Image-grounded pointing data
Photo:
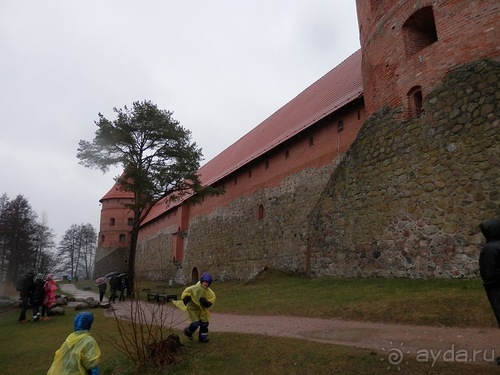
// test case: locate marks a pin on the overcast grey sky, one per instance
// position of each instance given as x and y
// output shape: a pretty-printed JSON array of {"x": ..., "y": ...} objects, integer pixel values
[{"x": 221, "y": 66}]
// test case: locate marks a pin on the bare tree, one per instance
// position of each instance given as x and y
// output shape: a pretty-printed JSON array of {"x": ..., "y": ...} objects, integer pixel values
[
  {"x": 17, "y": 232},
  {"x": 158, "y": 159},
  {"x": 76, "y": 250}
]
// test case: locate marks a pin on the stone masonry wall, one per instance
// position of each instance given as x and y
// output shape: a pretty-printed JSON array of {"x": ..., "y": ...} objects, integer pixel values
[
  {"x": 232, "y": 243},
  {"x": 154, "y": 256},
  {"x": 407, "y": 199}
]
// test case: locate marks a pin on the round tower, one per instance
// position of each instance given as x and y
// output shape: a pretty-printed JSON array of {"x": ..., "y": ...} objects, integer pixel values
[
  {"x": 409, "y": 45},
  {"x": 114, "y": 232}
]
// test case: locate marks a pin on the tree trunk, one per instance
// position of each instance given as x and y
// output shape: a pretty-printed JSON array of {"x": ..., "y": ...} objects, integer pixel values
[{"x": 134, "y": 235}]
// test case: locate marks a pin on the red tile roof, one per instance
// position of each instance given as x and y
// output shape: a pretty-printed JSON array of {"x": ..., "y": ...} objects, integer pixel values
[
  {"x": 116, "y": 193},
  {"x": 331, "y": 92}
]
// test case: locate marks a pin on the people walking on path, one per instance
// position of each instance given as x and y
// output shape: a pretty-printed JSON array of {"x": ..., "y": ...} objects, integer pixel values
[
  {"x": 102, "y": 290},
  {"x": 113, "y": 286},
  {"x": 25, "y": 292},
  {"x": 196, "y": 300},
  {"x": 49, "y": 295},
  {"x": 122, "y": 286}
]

(Task): Your task is to reproduce exactly the lines that begin with the one containing "tower, one per instance" and continue to the end of the data, both ends included.

(Your solution):
// test case: locate marks a pin on the round tower, one per instance
// position of each instance given as x and y
// output shape: a pretty-printed JSON array of {"x": ..., "y": ...} objects, integer pixel values
[
  {"x": 409, "y": 45},
  {"x": 114, "y": 232}
]
// test case: locate marks a pin on the tree trunk, one per instance
// position of each instance given as x and y
// output shape: a pretty-printed JSON array of {"x": ..., "y": ...} objects, integer pixel values
[{"x": 134, "y": 235}]
// test case: locate marks a pin on the red tile roof, one per instance
// position of each instance given as x and y
// output shape: a pretty-printed JSON array of {"x": ..., "y": ...} objects, integer pixel values
[
  {"x": 116, "y": 193},
  {"x": 331, "y": 92}
]
// test case: locate marks a pin on the people walking on path, one per instance
// position of each instance given as x and y
// output shape: a pretty-printed JSON array of {"x": ..., "y": ...} objects, integer pixel values
[
  {"x": 102, "y": 290},
  {"x": 113, "y": 286},
  {"x": 25, "y": 292},
  {"x": 196, "y": 300},
  {"x": 49, "y": 295},
  {"x": 122, "y": 286}
]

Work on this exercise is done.